- _WHAT YOU ARE ASKED TO DO_
Output exactly the lines between the line that contains "Identify each instance of the flagpole" and the last line of the material, counting both.

- _INPUT DATA_
■ ■ ■ ■ ■ ■ ■
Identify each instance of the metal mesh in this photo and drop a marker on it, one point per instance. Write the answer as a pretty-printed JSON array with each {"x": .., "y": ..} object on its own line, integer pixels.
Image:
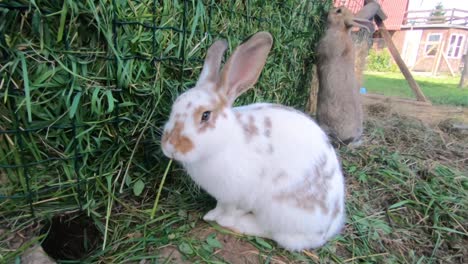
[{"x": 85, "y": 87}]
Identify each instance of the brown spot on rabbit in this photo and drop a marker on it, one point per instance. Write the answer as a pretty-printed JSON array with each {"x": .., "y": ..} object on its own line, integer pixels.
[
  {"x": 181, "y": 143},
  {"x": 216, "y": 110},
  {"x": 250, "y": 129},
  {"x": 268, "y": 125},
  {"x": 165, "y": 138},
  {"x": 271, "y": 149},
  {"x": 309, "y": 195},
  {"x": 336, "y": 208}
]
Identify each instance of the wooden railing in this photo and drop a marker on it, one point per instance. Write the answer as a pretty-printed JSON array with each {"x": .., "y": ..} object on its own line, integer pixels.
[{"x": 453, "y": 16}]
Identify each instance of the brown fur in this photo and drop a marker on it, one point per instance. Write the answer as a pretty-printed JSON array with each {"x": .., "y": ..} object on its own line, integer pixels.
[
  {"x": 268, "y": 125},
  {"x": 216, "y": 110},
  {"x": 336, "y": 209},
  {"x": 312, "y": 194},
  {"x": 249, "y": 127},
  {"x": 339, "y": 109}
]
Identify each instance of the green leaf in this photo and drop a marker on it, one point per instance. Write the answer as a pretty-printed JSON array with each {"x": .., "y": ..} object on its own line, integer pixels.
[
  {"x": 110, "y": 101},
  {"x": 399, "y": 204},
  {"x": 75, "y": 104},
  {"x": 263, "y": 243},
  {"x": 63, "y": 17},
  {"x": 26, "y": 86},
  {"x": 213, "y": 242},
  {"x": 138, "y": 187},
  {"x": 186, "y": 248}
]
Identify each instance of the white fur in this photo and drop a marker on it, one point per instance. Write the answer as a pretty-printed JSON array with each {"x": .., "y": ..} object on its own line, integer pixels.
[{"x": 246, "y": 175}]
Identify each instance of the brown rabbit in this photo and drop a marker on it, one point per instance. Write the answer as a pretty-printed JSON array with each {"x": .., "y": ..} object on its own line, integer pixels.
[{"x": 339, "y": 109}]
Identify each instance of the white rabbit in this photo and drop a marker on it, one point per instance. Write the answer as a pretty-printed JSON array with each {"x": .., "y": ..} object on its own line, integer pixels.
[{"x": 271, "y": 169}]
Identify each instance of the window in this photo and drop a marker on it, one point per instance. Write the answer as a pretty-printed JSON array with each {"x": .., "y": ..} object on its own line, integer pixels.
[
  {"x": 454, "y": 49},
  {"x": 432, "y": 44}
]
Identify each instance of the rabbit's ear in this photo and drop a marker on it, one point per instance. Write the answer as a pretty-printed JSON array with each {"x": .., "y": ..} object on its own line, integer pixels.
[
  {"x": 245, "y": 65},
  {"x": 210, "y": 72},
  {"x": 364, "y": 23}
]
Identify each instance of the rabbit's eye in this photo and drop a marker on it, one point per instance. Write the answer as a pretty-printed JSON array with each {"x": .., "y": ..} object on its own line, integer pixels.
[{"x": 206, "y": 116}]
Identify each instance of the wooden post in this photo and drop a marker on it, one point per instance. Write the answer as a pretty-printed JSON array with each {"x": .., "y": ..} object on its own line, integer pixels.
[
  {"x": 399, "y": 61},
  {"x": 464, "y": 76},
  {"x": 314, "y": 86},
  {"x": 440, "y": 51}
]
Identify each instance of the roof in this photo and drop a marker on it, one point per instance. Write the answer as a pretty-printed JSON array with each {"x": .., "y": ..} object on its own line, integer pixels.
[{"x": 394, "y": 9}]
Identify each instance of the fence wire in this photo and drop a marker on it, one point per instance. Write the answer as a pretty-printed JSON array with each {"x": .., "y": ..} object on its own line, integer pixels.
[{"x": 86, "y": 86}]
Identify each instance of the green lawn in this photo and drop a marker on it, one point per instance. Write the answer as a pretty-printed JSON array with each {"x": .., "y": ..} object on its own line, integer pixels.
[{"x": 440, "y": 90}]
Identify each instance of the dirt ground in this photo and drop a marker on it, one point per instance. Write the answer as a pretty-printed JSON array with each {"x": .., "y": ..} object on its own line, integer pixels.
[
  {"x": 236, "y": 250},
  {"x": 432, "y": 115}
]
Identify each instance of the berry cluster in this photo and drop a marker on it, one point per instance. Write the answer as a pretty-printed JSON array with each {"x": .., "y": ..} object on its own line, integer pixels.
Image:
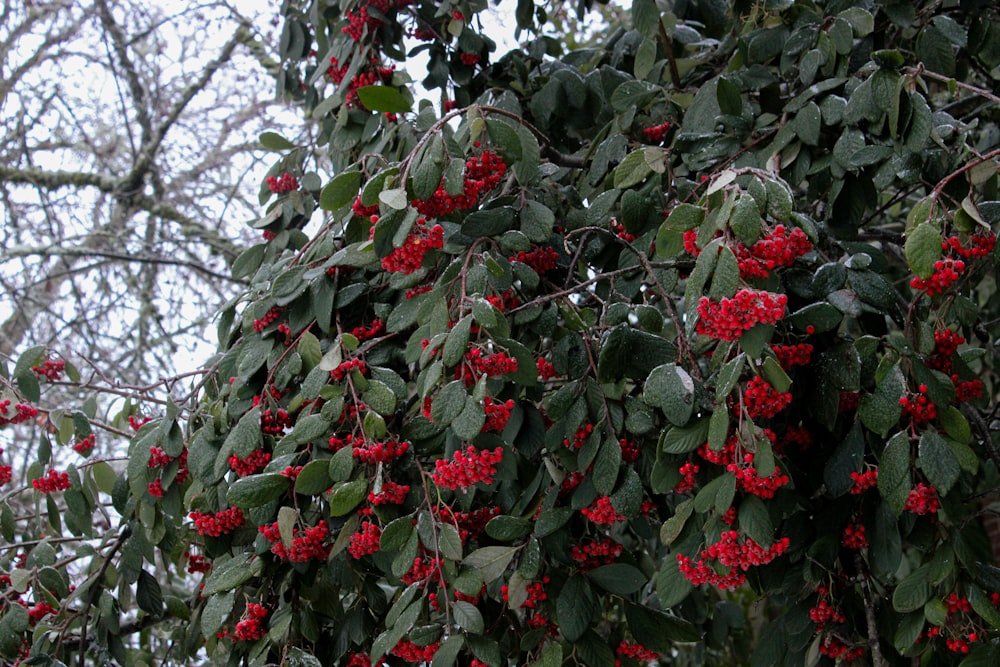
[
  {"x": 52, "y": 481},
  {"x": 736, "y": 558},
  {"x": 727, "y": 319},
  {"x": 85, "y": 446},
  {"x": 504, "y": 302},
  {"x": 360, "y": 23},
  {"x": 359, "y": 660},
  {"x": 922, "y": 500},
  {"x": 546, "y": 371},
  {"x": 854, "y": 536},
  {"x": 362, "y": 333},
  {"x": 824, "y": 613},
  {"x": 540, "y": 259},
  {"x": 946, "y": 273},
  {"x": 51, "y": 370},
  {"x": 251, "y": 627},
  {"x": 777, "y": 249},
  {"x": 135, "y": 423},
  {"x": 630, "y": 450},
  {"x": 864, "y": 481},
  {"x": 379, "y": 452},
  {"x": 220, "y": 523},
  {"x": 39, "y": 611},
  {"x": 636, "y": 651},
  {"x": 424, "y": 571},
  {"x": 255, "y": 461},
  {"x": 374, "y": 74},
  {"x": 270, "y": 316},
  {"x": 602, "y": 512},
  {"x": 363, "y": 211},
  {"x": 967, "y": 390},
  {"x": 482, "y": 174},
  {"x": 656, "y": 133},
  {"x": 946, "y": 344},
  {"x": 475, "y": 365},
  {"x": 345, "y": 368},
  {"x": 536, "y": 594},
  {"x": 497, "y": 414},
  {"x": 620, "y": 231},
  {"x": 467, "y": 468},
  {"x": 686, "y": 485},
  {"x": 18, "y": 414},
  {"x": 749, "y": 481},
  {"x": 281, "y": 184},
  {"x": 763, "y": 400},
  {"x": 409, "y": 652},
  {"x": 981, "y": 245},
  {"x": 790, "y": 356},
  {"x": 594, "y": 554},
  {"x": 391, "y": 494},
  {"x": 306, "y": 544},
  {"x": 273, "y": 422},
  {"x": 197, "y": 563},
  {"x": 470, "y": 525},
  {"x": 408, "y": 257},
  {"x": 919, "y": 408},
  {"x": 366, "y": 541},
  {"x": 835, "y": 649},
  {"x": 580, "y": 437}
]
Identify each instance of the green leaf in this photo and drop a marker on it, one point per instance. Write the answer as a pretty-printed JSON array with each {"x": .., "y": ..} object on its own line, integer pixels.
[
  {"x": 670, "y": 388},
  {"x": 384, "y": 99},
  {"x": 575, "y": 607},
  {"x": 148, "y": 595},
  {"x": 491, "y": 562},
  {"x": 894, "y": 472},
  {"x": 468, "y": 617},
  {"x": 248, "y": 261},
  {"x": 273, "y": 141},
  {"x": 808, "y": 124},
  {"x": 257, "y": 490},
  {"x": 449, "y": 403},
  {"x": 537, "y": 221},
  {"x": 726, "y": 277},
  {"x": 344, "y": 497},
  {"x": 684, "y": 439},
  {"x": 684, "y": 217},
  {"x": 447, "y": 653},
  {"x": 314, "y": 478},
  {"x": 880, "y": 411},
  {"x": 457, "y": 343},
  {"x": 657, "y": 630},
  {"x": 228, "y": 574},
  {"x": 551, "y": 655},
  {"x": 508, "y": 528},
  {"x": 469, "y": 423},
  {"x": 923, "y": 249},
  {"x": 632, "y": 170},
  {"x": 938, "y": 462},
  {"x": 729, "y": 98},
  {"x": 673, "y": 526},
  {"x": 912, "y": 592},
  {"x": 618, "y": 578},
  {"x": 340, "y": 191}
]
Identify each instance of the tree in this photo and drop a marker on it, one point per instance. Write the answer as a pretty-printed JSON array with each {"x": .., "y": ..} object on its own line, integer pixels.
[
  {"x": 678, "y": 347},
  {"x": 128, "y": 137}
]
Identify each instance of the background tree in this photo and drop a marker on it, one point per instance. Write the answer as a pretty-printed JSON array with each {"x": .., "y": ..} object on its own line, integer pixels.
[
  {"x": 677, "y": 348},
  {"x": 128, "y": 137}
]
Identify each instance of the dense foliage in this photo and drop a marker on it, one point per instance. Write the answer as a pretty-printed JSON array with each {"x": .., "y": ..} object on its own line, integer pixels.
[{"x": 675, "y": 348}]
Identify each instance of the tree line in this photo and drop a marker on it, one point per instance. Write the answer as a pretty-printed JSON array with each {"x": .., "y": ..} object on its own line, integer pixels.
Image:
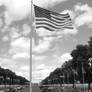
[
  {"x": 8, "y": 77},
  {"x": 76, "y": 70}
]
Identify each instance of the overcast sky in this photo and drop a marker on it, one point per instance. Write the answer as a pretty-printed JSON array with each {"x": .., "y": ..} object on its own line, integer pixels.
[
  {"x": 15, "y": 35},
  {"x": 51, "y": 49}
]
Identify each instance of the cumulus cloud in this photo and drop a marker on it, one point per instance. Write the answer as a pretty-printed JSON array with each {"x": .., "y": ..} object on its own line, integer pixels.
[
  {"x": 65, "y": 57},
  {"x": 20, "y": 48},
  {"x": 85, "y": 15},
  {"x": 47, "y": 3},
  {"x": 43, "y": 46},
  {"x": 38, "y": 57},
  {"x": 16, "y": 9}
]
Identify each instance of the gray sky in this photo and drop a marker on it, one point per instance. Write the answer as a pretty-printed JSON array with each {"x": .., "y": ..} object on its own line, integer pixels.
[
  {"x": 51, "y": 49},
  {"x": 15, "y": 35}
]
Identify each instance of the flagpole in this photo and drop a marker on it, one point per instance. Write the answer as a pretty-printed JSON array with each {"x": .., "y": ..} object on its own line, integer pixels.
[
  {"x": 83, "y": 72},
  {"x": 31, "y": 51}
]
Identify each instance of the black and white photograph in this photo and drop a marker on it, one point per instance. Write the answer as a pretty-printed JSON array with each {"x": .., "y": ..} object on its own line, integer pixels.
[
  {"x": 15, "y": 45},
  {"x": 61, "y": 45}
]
■ ■ ■ ■ ■ ■ ■
- _FINAL ANSWER_
Identify each instance of the flagpole in this photo and drop a marker on it, one point per instance. Write the answer as a pretty-printed JSON array with each {"x": .., "y": ..} object on its own line, integer pixels.
[
  {"x": 83, "y": 72},
  {"x": 31, "y": 51}
]
Identify each instance of the black and white photograph in this photo and drop a marker on it, one point per instance. Write the answer as a pretty-printed JSON array with each {"x": .., "y": ..} object on its own line, integer pixels.
[
  {"x": 15, "y": 45},
  {"x": 61, "y": 45}
]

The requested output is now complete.